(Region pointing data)
◇ ◇ ◇

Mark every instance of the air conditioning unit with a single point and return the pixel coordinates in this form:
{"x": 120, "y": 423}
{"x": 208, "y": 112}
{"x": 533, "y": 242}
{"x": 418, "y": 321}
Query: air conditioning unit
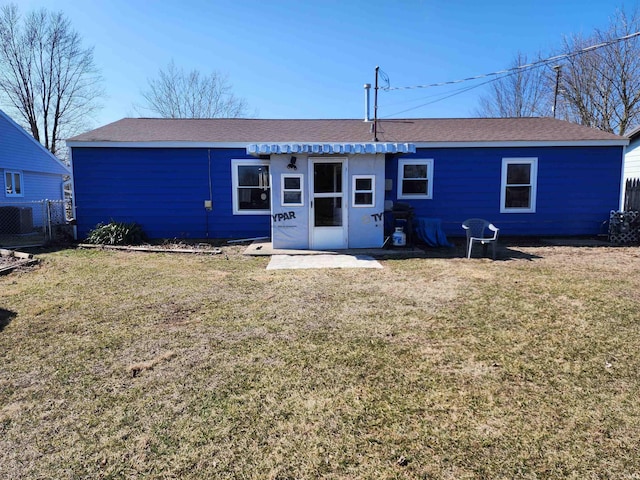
{"x": 16, "y": 220}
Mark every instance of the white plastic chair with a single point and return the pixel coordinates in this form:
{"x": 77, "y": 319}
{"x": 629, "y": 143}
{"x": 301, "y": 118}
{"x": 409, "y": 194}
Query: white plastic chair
{"x": 475, "y": 228}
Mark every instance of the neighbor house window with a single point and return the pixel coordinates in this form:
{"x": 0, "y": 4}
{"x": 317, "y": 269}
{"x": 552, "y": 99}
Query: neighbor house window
{"x": 13, "y": 183}
{"x": 251, "y": 190}
{"x": 292, "y": 190}
{"x": 363, "y": 191}
{"x": 518, "y": 186}
{"x": 415, "y": 178}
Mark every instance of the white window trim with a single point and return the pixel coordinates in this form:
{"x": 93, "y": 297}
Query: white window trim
{"x": 13, "y": 174}
{"x": 283, "y": 190}
{"x": 533, "y": 161}
{"x": 415, "y": 161}
{"x": 234, "y": 186}
{"x": 354, "y": 180}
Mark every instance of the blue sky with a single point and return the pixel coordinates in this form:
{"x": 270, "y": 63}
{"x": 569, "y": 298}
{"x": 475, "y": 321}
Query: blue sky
{"x": 310, "y": 59}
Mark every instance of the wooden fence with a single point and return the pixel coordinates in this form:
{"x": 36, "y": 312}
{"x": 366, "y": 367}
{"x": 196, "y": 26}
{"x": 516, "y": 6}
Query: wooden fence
{"x": 632, "y": 195}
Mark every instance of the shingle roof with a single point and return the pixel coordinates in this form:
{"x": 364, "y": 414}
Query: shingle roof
{"x": 344, "y": 130}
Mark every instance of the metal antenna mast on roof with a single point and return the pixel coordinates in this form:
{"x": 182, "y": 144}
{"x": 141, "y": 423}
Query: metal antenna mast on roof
{"x": 375, "y": 108}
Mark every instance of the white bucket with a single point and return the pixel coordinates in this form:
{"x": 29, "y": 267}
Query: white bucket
{"x": 399, "y": 237}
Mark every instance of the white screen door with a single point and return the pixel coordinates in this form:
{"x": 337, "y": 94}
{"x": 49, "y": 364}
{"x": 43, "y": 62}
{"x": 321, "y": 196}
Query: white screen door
{"x": 328, "y": 213}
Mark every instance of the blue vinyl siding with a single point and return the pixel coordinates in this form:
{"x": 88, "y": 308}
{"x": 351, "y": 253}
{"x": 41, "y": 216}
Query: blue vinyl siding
{"x": 576, "y": 188}
{"x": 161, "y": 189}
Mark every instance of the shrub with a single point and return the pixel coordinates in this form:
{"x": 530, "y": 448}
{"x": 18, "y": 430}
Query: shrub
{"x": 117, "y": 233}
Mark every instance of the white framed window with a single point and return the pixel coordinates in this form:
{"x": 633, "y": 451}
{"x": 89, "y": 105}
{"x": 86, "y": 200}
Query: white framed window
{"x": 251, "y": 189}
{"x": 363, "y": 191}
{"x": 415, "y": 178}
{"x": 13, "y": 186}
{"x": 518, "y": 185}
{"x": 292, "y": 190}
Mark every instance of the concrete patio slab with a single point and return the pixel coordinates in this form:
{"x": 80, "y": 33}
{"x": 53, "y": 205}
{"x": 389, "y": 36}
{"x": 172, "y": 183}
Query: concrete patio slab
{"x": 288, "y": 262}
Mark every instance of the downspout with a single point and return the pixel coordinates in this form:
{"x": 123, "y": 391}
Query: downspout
{"x": 623, "y": 183}
{"x": 73, "y": 196}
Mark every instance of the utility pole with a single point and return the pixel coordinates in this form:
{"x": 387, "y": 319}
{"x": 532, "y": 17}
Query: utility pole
{"x": 558, "y": 69}
{"x": 375, "y": 109}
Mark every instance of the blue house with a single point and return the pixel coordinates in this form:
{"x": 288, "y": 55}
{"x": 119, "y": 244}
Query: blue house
{"x": 29, "y": 172}
{"x": 329, "y": 184}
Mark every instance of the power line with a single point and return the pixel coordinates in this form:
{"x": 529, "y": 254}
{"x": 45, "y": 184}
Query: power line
{"x": 521, "y": 67}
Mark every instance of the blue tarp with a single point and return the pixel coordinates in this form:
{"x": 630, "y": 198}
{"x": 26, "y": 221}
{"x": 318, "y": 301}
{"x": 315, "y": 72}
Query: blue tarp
{"x": 429, "y": 230}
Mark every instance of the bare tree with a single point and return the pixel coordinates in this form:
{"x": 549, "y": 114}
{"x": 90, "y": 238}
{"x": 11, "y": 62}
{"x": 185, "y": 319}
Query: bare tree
{"x": 46, "y": 76}
{"x": 601, "y": 87}
{"x": 176, "y": 94}
{"x": 524, "y": 92}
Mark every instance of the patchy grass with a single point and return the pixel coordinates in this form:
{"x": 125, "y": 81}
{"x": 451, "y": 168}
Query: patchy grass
{"x": 123, "y": 365}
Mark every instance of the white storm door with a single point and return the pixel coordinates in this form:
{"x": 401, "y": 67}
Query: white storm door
{"x": 328, "y": 208}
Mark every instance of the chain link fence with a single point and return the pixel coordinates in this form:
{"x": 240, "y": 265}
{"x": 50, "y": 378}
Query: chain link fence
{"x": 34, "y": 223}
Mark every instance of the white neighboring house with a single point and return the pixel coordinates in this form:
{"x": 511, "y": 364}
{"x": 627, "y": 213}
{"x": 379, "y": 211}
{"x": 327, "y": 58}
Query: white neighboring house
{"x": 30, "y": 173}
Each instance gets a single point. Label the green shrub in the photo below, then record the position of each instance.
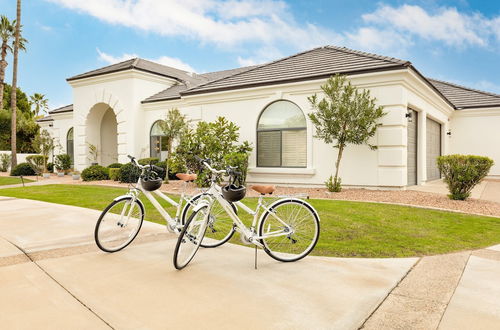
(37, 163)
(462, 172)
(240, 161)
(94, 173)
(163, 165)
(114, 173)
(115, 165)
(147, 161)
(22, 169)
(333, 184)
(5, 160)
(63, 162)
(129, 173)
(176, 165)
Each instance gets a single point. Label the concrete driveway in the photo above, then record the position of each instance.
(53, 276)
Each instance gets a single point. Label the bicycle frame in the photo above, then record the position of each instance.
(215, 194)
(172, 223)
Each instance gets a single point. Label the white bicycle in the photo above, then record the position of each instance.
(287, 229)
(121, 221)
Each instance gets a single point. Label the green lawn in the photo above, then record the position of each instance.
(6, 180)
(348, 229)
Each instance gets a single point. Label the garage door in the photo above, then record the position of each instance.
(412, 149)
(433, 149)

◇ ◇ ◇

EXERCISE DESCRIPTION:
Render the data above verbatim and without pictures.

EXPECTED ANSWER:
Mark every instance of the air conditioning unit with a single point and return the pixel coordinates in this form:
{"x": 120, "y": 423}
{"x": 208, "y": 112}
{"x": 533, "y": 242}
{"x": 418, "y": 321}
Query: air conditioning unit
{"x": 16, "y": 220}
Mark every instance of the white plastic chair with a single point and return the pixel coordinates in this form:
{"x": 77, "y": 319}
{"x": 629, "y": 143}
{"x": 301, "y": 118}
{"x": 409, "y": 194}
Query: white plastic chair
{"x": 475, "y": 228}
Mark every instance of the neighbor house window with a single point and return the pixel coordinates in this form:
{"x": 0, "y": 4}
{"x": 317, "y": 269}
{"x": 552, "y": 99}
Query: neighbor house window
{"x": 13, "y": 183}
{"x": 251, "y": 190}
{"x": 292, "y": 190}
{"x": 363, "y": 191}
{"x": 518, "y": 186}
{"x": 415, "y": 178}
Mark every instance of the white window trim with a single point and return the pixel coordinates in this form:
{"x": 93, "y": 297}
Query: white window trim
{"x": 13, "y": 174}
{"x": 283, "y": 190}
{"x": 533, "y": 161}
{"x": 415, "y": 161}
{"x": 234, "y": 186}
{"x": 354, "y": 180}
Mark every instance of the blue sky with a single point and return the pixel coordinates in this form:
{"x": 270, "y": 63}
{"x": 569, "y": 298}
{"x": 475, "y": 321}
Query: blue sky
{"x": 310, "y": 59}
Mark every instance of the wooden fence with a single point and return the pixel coordinates in this form:
{"x": 36, "y": 312}
{"x": 366, "y": 367}
{"x": 196, "y": 26}
{"x": 516, "y": 6}
Query: wooden fence
{"x": 632, "y": 195}
Mark every instance of the shingle roof with a single point and return the pixel coordinates in this form:
{"x": 364, "y": 414}
Query: shingle roof
{"x": 344, "y": 130}
Mark every instance of the metal antenna mast on roof with a single point and return the pixel coordinates in this form:
{"x": 182, "y": 144}
{"x": 141, "y": 423}
Query: metal antenna mast on roof
{"x": 375, "y": 108}
Mark every instance of the white bucket with a single point and return the pixel coordinates in this form:
{"x": 29, "y": 267}
Query: white bucket
{"x": 399, "y": 237}
Mark every instance of the white screen door with a single point and return the pixel coordinates in this form:
{"x": 337, "y": 94}
{"x": 49, "y": 364}
{"x": 43, "y": 62}
{"x": 321, "y": 196}
Query: white screen door
{"x": 328, "y": 213}
Mark every instance of the blue vinyl siding with a single point and return the pixel coordinates in this form:
{"x": 88, "y": 308}
{"x": 351, "y": 253}
{"x": 41, "y": 216}
Query: blue vinyl siding
{"x": 576, "y": 188}
{"x": 161, "y": 189}
Mark every instance of the shrub with a single point and return the pixel coordinates in this form:
{"x": 530, "y": 448}
{"x": 18, "y": 430}
Query: shrub
{"x": 117, "y": 233}
Mark every instance of the white framed window with a single point and return the pixel coordinates in this form:
{"x": 633, "y": 451}
{"x": 89, "y": 105}
{"x": 86, "y": 200}
Query: white framed window
{"x": 251, "y": 189}
{"x": 363, "y": 191}
{"x": 415, "y": 178}
{"x": 13, "y": 186}
{"x": 518, "y": 185}
{"x": 292, "y": 190}
Mark every instance of the concrete patio slab with a single point and return the pixel coordinates in this form:
{"x": 80, "y": 33}
{"x": 53, "y": 205}
{"x": 389, "y": 36}
{"x": 172, "y": 183}
Query: concrete patio slab
{"x": 288, "y": 262}
Mark every instance of the downspout with a single point and return the pixel coordinates in this form:
{"x": 123, "y": 391}
Query: downspout
{"x": 623, "y": 183}
{"x": 73, "y": 196}
Mark every instance of the utility pole with a single point and return the pixel coordinates in this form:
{"x": 387, "y": 319}
{"x": 532, "y": 17}
Query: utility pole
{"x": 558, "y": 69}
{"x": 375, "y": 109}
Mark every instance of the blue house with a single point and return the pixel coordinates in this form:
{"x": 288, "y": 55}
{"x": 119, "y": 244}
Query: blue house
{"x": 29, "y": 172}
{"x": 329, "y": 184}
Mark every instance of the power line with a single point and return the pixel coordinates in this form:
{"x": 529, "y": 254}
{"x": 45, "y": 184}
Query: power line
{"x": 521, "y": 67}
Mark every instance of the blue tarp with a single point and return the pixel coordinates in this form:
{"x": 630, "y": 198}
{"x": 26, "y": 221}
{"x": 318, "y": 301}
{"x": 315, "y": 72}
Query: blue tarp
{"x": 429, "y": 230}
Mark every instance of the bare tree with a single point and return the pixel coordinates in this form:
{"x": 549, "y": 114}
{"x": 90, "y": 238}
{"x": 11, "y": 62}
{"x": 185, "y": 319}
Query: bare tree
{"x": 46, "y": 76}
{"x": 601, "y": 87}
{"x": 176, "y": 94}
{"x": 524, "y": 92}
Mark every instance of the patchy grass with a single point and return the pixel coordinates in this form:
{"x": 125, "y": 81}
{"x": 451, "y": 168}
Query: patchy grass
{"x": 123, "y": 365}
Mark every instance of the white storm door with a single point and return the pixel coordinates in this form:
{"x": 401, "y": 67}
Query: white storm door
{"x": 328, "y": 208}
Mark every instance of the chain link fence with a single point and return the pixel coordinates in this form:
{"x": 240, "y": 265}
{"x": 50, "y": 378}
Query: chain link fence
{"x": 34, "y": 223}
Mark every instance of the white neighboring house with a single point and return the pixel coordinates in this form:
{"x": 511, "y": 364}
{"x": 627, "y": 213}
{"x": 379, "y": 211}
{"x": 327, "y": 58}
Query: white neighboring house
{"x": 30, "y": 173}
Each instance gets a single point. Label the green shrub in the photo below, then record the position of each instance.
(37, 163)
(462, 172)
(240, 161)
(94, 173)
(163, 165)
(114, 173)
(115, 165)
(147, 161)
(22, 169)
(333, 184)
(5, 160)
(63, 162)
(129, 173)
(176, 165)
Each instance gets a single point. Label the concrete driveway in the photo above, then record the position of each instance.
(53, 276)
Each instance gets a single point. Label the bicycle frame in the photo above, then record the position of each instance.
(215, 194)
(172, 223)
Each instance gets a single point. Label the white bicycle in the photo above, then record the position of each instance.
(287, 229)
(121, 221)
Each instance gets a single point. Label the green lawn in the photo above, then record the position of each instance.
(6, 180)
(348, 229)
Each instance gets a single point. Label the garage door in the photo above, then record the position of each instance.
(412, 149)
(433, 149)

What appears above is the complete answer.